Selected passage:

● ● ● ● ●

Metropolitan News-Enterprise


Monday, October 1, 2007


Page 7



‘Uncle Jerry’—Jerome B. Rosenthal—Is Dead




I found out recently that “Uncle Jerry” died. Well, actually, Jerome B. Rosenthal was not still my uncle at the time he died—on Aug. 15, at the age of 96—and hadn’t been for some years.

He and my father’s sister, Ruth, were married in 1943, separated in 1959, and went through a highly contentious divorce that spawned three published Court of Appeal opinions. Despite wealth that Jerry accumulated, my aunt wound up with nothing...but was saddled with half the community’s debt to the IRS (which her subsequent husband paid off from his own funds). She died in 1994.

The Court of Appeal opinion upholding a $22.8 million judgment against Jerry in favor of actress/singer Doris Day, as well as the Supreme Court opinion disbarring him, tells something about what kind of guy he was.

Uncle Jerry was admitted to the State Bar of California on June 11, 1946. While some persons pegged him as a phony, to most he had charm. And he was bright, and cagey. Jerry became an attorney to the stars, and gained affluence.

Jerry was the subject of a June 9, 1948 column by United Press writer Virginia MacPherson. Jerry—whom she calls “a handsome young man with about 20 clients”—is credited with prowess in applying psychology, reconciling parties, and juggling clients’ finances. She writes:

“Hollywood lawyers hang gold-plated shingles reading ‘counselor-at-law’ outside their swanky offices. What that really means, one of the boys admitted today, is ‘nursemaid for movie stars.’

“ ‘You do a lot more than handle their divorces,’ Jerome Rosenthal sighed. ‘You’re a father confessor, a high-finance wizard, a movie critic, and a conscience.’ ”

Jerry and my aunt had sort of an upscale ranch house just outside the west entrance to Bel Air. At that time, the property included a swimming pool, a tennis court, and an orchard (and in all probability still does).

Every Sunday, they had a party, and their home was packed. Guests included the likes of George Murphy and Gordon and Sheila MacRae.

One time, a bunch of us kiddies was play-acting an adventure of “Rocky Jones, Space Rangers,” a TV show of the times. I had no idea that the nice woman who volunteered to play with us, assuming the role of the princess, was a famed singer: Margaret Whiting. (Jerry had represented her in a 1949 divorce action.)

Doris Day and my Aunt Ruth—“Pookey,” as she was nicknamed—were close friends. Then my aunt separated from Jerry. From that time, Day forgot that Pookey existed.

Jerry had represented Day since the late 1940s. He was her attorney in her 1949 divorce action against her second husband, George W. Weidler. (In her “autobiography”—actually a biography by A.E. Hotchner written in the first person—Day relates running into a man in 1969 in Beverly Hills who asked if she remembered him. When she responded in the negative, he remarked: “Well, you didn’t have that many husbands.” It was Weidler.)

● ● ● ● ●

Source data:

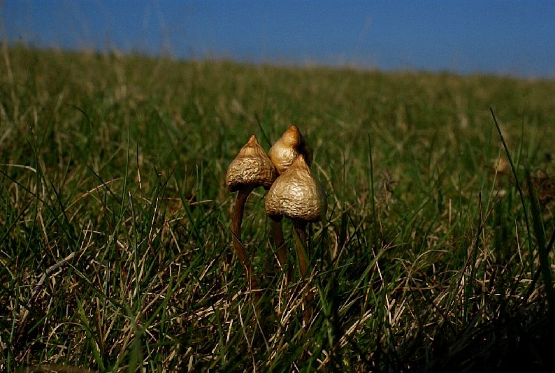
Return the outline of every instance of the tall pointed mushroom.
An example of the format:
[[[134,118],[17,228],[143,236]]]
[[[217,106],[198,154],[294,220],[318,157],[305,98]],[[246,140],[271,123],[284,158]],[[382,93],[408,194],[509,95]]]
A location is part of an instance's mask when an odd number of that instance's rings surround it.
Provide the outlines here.
[[[308,147],[298,127],[292,124],[284,132],[282,137],[272,145],[268,156],[272,161],[278,170],[278,175],[284,173],[293,163],[298,154],[305,156],[305,161],[310,166],[312,161],[312,150]],[[275,246],[278,248],[278,260],[283,268],[287,261],[285,240],[283,238],[283,228],[281,220],[272,219],[271,221],[272,235],[274,237]],[[287,274],[287,279],[290,280],[291,272]]]
[[[229,164],[226,174],[226,185],[228,190],[238,192],[231,222],[233,248],[241,263],[245,266],[251,289],[257,289],[258,285],[252,274],[250,259],[240,241],[245,203],[254,188],[264,186],[264,189],[268,189],[275,177],[275,168],[264,152],[264,149],[258,143],[254,135],[250,137],[235,159]]]
[[[278,177],[268,192],[265,207],[266,214],[273,219],[279,221],[287,217],[293,221],[298,236],[295,246],[301,275],[306,277],[309,263],[305,250],[306,225],[322,220],[327,206],[325,192],[322,185],[312,177],[304,155],[297,156],[287,170]],[[305,325],[308,324],[312,316],[312,308],[308,306],[310,300],[312,295],[308,293],[304,299]]]

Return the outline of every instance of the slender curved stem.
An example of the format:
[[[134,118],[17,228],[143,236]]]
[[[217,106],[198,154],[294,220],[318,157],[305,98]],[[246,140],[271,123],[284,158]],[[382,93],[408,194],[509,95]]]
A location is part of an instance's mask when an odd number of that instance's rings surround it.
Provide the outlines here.
[[[241,263],[245,267],[245,274],[249,279],[249,287],[252,291],[258,290],[258,284],[254,275],[252,273],[252,264],[250,263],[250,259],[247,255],[247,251],[240,242],[241,239],[241,224],[243,224],[243,215],[245,211],[245,203],[249,197],[250,192],[252,191],[252,187],[248,187],[245,189],[239,189],[237,193],[237,200],[235,202],[235,211],[233,212],[233,220],[231,221],[231,233],[233,234],[233,244],[235,252],[239,258]],[[254,292],[255,299],[258,299],[259,295],[258,292]]]
[[[278,261],[280,262],[280,266],[282,270],[285,270],[285,266],[287,263],[287,249],[285,247],[285,239],[283,237],[283,228],[282,226],[282,221],[270,219],[270,223],[272,229],[272,236],[273,237],[274,244],[278,249]],[[292,273],[291,268],[287,271],[287,282],[291,281]]]
[[[307,247],[306,222],[294,220],[293,226],[295,227],[295,231],[297,233],[297,237],[295,237],[295,246],[297,250],[297,256],[298,257],[298,267],[301,276],[303,279],[306,279],[308,275],[309,263],[308,254],[305,249]],[[310,322],[310,318],[312,316],[312,307],[310,305],[312,299],[312,293],[309,290],[304,294],[304,298],[303,299],[303,303],[305,306],[303,320],[304,321],[305,327],[308,326]]]

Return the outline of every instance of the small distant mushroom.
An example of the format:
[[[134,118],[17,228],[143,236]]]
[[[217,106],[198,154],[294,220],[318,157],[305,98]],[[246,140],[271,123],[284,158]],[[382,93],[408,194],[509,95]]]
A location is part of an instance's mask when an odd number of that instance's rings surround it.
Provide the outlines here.
[[[308,166],[310,166],[312,150],[306,145],[298,127],[294,124],[287,129],[268,152],[268,156],[278,170],[278,175],[284,173],[293,163],[293,161],[298,154],[303,154],[305,156],[305,162]],[[283,237],[281,220],[271,219],[271,224],[272,235],[274,238],[275,247],[278,248],[278,260],[282,268],[283,268],[287,261],[287,251],[284,246],[285,240]],[[289,271],[287,274],[287,280],[291,279],[291,273]]]
[[[298,239],[295,240],[301,275],[305,278],[308,272],[306,256],[306,225],[319,221],[326,214],[326,194],[322,185],[310,173],[305,156],[299,154],[282,174],[274,182],[266,198],[266,212],[273,220],[282,217],[293,221]],[[308,325],[312,308],[308,306],[312,295],[305,297],[305,325]]]
[[[252,274],[250,260],[240,241],[245,203],[254,188],[264,186],[266,189],[270,189],[276,176],[273,163],[258,143],[254,135],[250,137],[235,159],[229,164],[226,174],[226,184],[228,190],[238,192],[231,222],[233,247],[237,256],[245,266],[251,289],[257,289],[258,285]]]

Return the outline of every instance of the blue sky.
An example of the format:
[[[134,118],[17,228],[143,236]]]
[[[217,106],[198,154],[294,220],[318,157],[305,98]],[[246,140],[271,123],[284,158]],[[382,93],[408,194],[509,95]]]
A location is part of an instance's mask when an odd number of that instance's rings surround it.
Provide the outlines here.
[[[175,58],[555,78],[555,1],[5,0],[3,38]]]

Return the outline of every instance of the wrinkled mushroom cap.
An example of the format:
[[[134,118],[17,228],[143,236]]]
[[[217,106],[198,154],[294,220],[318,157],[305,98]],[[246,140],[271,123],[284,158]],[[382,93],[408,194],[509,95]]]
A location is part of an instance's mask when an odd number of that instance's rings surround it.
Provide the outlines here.
[[[324,189],[312,177],[302,154],[278,177],[266,198],[266,212],[273,219],[319,221],[326,207]]]
[[[278,174],[281,175],[293,163],[298,154],[303,154],[305,161],[310,166],[310,153],[311,151],[306,145],[298,128],[293,124],[272,146],[268,156],[275,166]]]
[[[273,163],[258,143],[257,137],[252,135],[229,163],[226,185],[229,191],[236,191],[245,186],[262,186],[268,189],[276,176]]]

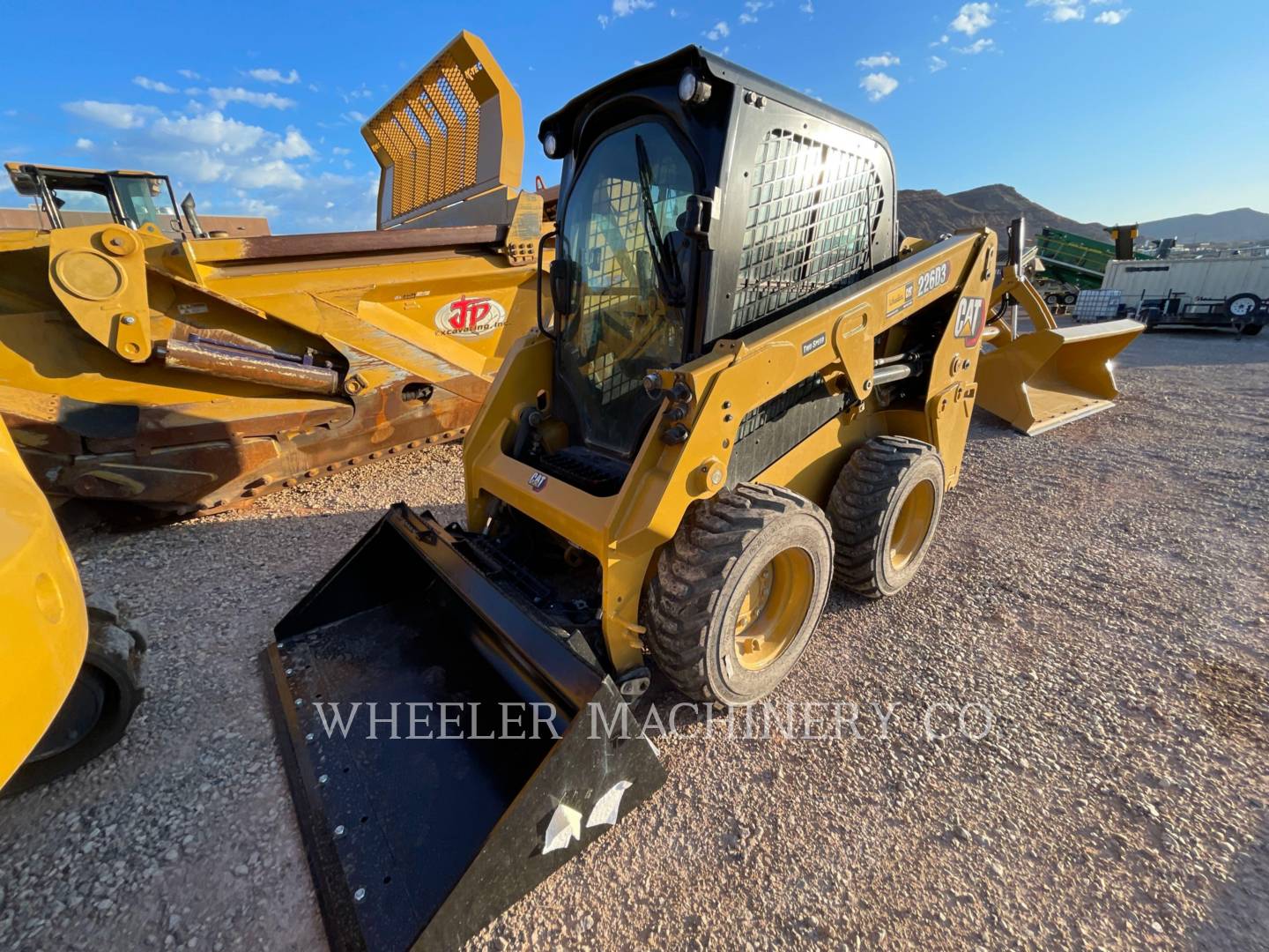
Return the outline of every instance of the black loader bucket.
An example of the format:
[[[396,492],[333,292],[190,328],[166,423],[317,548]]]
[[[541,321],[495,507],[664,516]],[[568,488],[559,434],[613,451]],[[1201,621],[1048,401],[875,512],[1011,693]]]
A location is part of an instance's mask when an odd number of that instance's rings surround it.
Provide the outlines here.
[[[336,949],[459,946],[665,782],[582,637],[428,513],[393,506],[275,635],[269,693]]]

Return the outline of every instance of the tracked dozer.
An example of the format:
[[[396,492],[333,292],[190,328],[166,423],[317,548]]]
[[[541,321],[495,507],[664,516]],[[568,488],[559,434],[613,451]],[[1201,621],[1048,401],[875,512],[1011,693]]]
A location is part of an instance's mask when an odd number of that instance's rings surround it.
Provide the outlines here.
[[[142,698],[146,644],[80,589],[53,512],[0,424],[0,796],[113,745]]]
[[[648,740],[612,729],[652,678],[753,703],[830,585],[901,592],[983,345],[1027,347],[990,230],[902,240],[877,129],[703,50],[539,140],[563,162],[552,316],[467,433],[466,528],[393,508],[265,652],[336,948],[457,946],[654,793]],[[524,704],[549,722],[500,729]]]
[[[213,512],[461,439],[536,321],[519,112],[459,34],[363,128],[365,232],[216,237],[161,175],[10,164],[49,227],[0,234],[0,416],[41,487]]]

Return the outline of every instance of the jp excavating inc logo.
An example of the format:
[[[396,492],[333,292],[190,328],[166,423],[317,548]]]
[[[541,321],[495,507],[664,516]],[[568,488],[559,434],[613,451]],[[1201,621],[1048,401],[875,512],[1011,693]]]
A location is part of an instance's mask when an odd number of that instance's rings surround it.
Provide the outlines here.
[[[437,311],[437,330],[447,338],[482,338],[506,324],[506,311],[489,297],[463,296]]]

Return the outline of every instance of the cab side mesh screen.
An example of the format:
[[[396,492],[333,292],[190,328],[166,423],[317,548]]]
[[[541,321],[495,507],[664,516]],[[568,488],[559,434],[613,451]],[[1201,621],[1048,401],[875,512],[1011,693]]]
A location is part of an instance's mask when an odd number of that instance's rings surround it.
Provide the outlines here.
[[[629,251],[633,249],[638,254],[647,249],[638,217],[638,185],[626,179],[608,179],[600,188],[607,195],[609,215],[596,215],[588,223],[588,244],[594,249],[598,267],[591,269],[590,293],[584,296],[581,306],[581,326],[591,352],[599,349],[599,339],[604,334],[604,311],[619,306],[631,296],[633,282],[629,275],[634,273],[634,263]],[[605,240],[605,227],[615,228],[612,241]],[[633,380],[622,373],[622,366],[612,352],[599,354],[580,369],[599,387],[602,404],[610,404],[642,386],[642,378]]]
[[[886,201],[871,160],[788,129],[766,133],[750,178],[733,330],[872,267]]]

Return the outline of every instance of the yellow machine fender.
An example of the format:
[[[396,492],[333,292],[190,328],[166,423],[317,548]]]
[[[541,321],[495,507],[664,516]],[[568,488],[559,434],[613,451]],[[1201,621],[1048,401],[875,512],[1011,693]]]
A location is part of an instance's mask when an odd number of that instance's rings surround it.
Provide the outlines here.
[[[79,675],[88,609],[53,512],[0,425],[0,787]]]

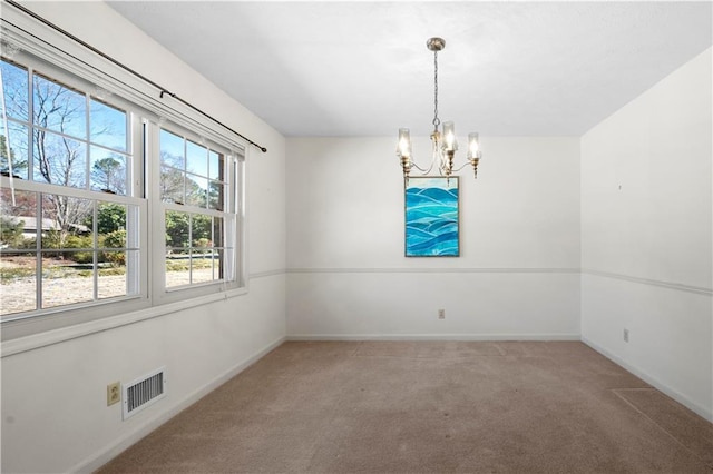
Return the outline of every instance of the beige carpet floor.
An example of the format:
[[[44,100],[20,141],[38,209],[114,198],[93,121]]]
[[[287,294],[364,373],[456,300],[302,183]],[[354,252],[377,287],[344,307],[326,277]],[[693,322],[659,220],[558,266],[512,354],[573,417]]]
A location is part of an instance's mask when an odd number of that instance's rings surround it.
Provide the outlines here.
[[[713,424],[576,342],[285,343],[101,473],[713,473]]]

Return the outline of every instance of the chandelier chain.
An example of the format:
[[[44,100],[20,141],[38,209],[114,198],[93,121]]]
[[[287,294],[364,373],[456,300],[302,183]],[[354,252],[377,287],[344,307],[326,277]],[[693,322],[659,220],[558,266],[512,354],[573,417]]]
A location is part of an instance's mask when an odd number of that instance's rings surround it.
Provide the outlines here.
[[[438,130],[441,120],[438,118],[438,50],[433,51],[433,128]]]

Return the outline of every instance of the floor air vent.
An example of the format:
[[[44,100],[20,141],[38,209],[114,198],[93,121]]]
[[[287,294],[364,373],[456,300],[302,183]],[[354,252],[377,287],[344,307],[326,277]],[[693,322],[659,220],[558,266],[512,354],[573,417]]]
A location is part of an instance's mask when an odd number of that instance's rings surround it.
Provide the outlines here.
[[[124,385],[124,419],[166,396],[166,367]]]

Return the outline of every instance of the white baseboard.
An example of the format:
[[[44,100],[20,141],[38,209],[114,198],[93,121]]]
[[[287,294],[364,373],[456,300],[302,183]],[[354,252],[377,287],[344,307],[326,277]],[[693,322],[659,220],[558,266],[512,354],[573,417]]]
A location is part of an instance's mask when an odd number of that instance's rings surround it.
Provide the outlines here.
[[[69,472],[72,472],[72,473],[95,472],[96,470],[98,470],[99,467],[101,467],[113,458],[115,458],[121,452],[126,451],[133,444],[137,443],[143,437],[147,436],[154,429],[158,428],[160,425],[168,422],[178,413],[183,412],[188,406],[193,405],[194,403],[203,398],[208,393],[213,392],[214,389],[216,389],[217,387],[219,387],[221,385],[223,385],[224,383],[226,383],[227,381],[229,381],[241,372],[245,371],[247,367],[256,363],[258,359],[261,359],[263,356],[265,356],[267,353],[270,353],[272,349],[274,349],[275,347],[277,347],[284,342],[285,342],[285,338],[280,337],[275,342],[268,344],[257,353],[247,357],[245,361],[233,366],[231,369],[226,371],[225,373],[218,375],[217,377],[215,377],[213,381],[208,382],[204,386],[197,388],[195,392],[193,392],[192,394],[189,394],[188,396],[179,401],[173,407],[169,407],[167,411],[158,414],[154,418],[147,419],[145,423],[137,426],[137,428],[134,429],[133,432],[128,433],[127,435],[123,436],[121,438],[117,440],[110,445],[106,446],[100,452],[80,462],[75,467],[69,470]]]
[[[625,369],[627,369],[628,372],[631,372],[632,374],[636,375],[638,378],[641,378],[642,381],[646,382],[647,384],[649,384],[651,386],[653,386],[657,391],[666,394],[667,396],[670,396],[671,398],[675,399],[676,402],[678,402],[680,404],[682,404],[686,408],[691,409],[692,412],[695,412],[696,414],[701,415],[703,418],[705,418],[709,422],[713,423],[713,409],[697,404],[696,402],[692,401],[687,396],[683,395],[682,393],[677,392],[676,389],[674,389],[674,388],[670,387],[668,385],[664,384],[663,382],[661,382],[656,377],[652,376],[651,374],[647,374],[646,372],[639,369],[638,367],[635,367],[635,366],[628,364],[626,361],[624,361],[623,358],[618,357],[614,353],[607,350],[606,348],[602,347],[600,345],[596,344],[595,342],[593,342],[593,340],[590,340],[590,339],[588,339],[588,338],[586,338],[584,336],[582,337],[582,342],[584,344],[586,344],[587,346],[592,347],[594,350],[596,350],[599,354],[602,354],[603,356],[605,356],[606,358],[608,358],[612,362],[614,362],[616,365],[619,365],[619,366],[624,367]]]
[[[579,334],[290,334],[287,340],[580,340]]]

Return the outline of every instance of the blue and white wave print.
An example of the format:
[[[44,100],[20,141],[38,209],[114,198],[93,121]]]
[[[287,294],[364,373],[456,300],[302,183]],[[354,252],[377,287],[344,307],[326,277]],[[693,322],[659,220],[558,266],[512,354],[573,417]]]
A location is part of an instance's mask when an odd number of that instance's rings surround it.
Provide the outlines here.
[[[458,256],[458,188],[407,188],[407,257]]]

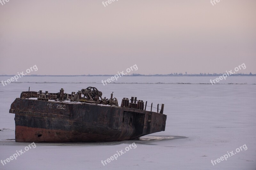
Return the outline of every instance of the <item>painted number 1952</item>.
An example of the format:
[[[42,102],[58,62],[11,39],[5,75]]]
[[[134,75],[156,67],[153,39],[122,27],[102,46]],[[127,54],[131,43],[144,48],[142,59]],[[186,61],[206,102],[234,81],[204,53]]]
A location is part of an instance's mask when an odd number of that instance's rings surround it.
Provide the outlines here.
[[[65,110],[66,109],[66,105],[64,105],[63,104],[57,104],[57,109],[63,109]]]

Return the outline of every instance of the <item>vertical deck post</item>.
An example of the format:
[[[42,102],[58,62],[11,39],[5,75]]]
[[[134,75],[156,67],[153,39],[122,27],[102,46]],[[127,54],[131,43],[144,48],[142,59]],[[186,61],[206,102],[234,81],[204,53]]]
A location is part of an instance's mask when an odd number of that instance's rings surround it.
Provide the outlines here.
[[[146,101],[146,103],[145,104],[145,109],[144,110],[146,110],[146,108],[147,108],[147,103],[148,103],[148,101]]]
[[[152,111],[152,106],[153,105],[153,103],[151,103],[151,109],[150,110],[150,111]]]

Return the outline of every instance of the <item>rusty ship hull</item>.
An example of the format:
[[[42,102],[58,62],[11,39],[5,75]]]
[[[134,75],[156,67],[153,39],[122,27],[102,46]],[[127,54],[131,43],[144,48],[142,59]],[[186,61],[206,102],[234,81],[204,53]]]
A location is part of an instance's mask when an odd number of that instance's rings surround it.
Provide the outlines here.
[[[16,142],[120,141],[165,129],[166,115],[163,110],[161,113],[123,103],[120,107],[21,96],[12,103],[9,112],[15,114]]]

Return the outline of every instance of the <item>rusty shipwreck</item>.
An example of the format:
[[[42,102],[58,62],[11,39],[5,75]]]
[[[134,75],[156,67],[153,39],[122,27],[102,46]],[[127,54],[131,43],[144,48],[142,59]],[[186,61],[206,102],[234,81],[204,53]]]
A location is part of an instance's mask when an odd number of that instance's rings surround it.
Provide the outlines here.
[[[124,98],[119,106],[113,93],[109,99],[102,96],[92,87],[70,94],[62,89],[22,92],[9,111],[15,114],[16,142],[120,141],[164,131],[163,104],[154,112],[152,104],[147,111],[147,102],[137,97]]]

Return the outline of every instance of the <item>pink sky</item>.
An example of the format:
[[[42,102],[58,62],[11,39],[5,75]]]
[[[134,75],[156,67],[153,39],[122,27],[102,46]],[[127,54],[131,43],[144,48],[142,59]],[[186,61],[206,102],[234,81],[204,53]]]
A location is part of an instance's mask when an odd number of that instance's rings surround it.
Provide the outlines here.
[[[256,74],[256,1],[102,2],[0,4],[0,74]]]

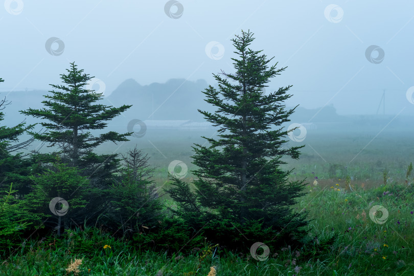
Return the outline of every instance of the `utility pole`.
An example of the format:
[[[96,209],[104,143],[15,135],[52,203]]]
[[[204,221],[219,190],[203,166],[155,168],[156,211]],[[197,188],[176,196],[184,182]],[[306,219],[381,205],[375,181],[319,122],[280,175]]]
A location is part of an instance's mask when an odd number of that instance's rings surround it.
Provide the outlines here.
[[[385,115],[385,89],[384,90],[383,90],[382,97],[381,98],[381,101],[380,102],[379,105],[378,105],[378,108],[377,109],[377,115],[378,114],[378,111],[379,110],[379,108],[381,107],[381,103],[382,103],[383,112],[384,112],[384,115]]]

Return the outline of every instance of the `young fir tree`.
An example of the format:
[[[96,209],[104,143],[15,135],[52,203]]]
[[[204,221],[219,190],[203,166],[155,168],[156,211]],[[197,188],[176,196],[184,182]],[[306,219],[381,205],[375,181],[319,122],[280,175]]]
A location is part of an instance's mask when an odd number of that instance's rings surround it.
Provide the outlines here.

● ● ● ● ●

What to work on:
1 > In the column about Jerome B. Rosenthal, which roles does Rosenthal say a Hollywood lawyer takes on besides handling divorces?
2 > Continue the column about Jerome B. Rosenthal from where it stops.
These entries have no connection to the column about Jerome B. Rosenthal.

Answers for the tasks:
1 >
- Father confessor
- High-finance wizard
- Movie critic
- Conscience

2 >
Actress Marie Wilson hired Jerry to file a divorce action for her in 1950. She was granted a divorce…but in Las Vegas. A Dec. 30, 1950, article in the Times says:

“Marie Wilson, radio and film actress, won a Las Vegas (Nev.) divorce yesterday from Allan H. Nixon, actor, on a ‘minute-a-day’ gimmick.

“Although Miss Wilson fulfilled the six-week residence necessary for a Nevada divorce, she spent one day a week in Hollywood to do her radio show.

“This was possible, her attorney, Jerome Rosenthal, explained, on the basis of a ruling that a person need spend only one minute of each required day of residence in the State.”

My then-uncle brought suit in 1950 against actress Betty Grable on behalf of a talent agency, MCA, when the WWII pin-up girl terminated its services. He also represented MCA in a 1951 action against actress Joan Fontaine.

From the Times (Feb 16, 1951), TV columnist Walter Ames writes:

“Those eastern television brains, who have been feeding West Coast viewers poorly engineered kinescopes [films of live TV shows shot off a monitor] and making us like them, have apparently realized our position as the second highest audience in the country.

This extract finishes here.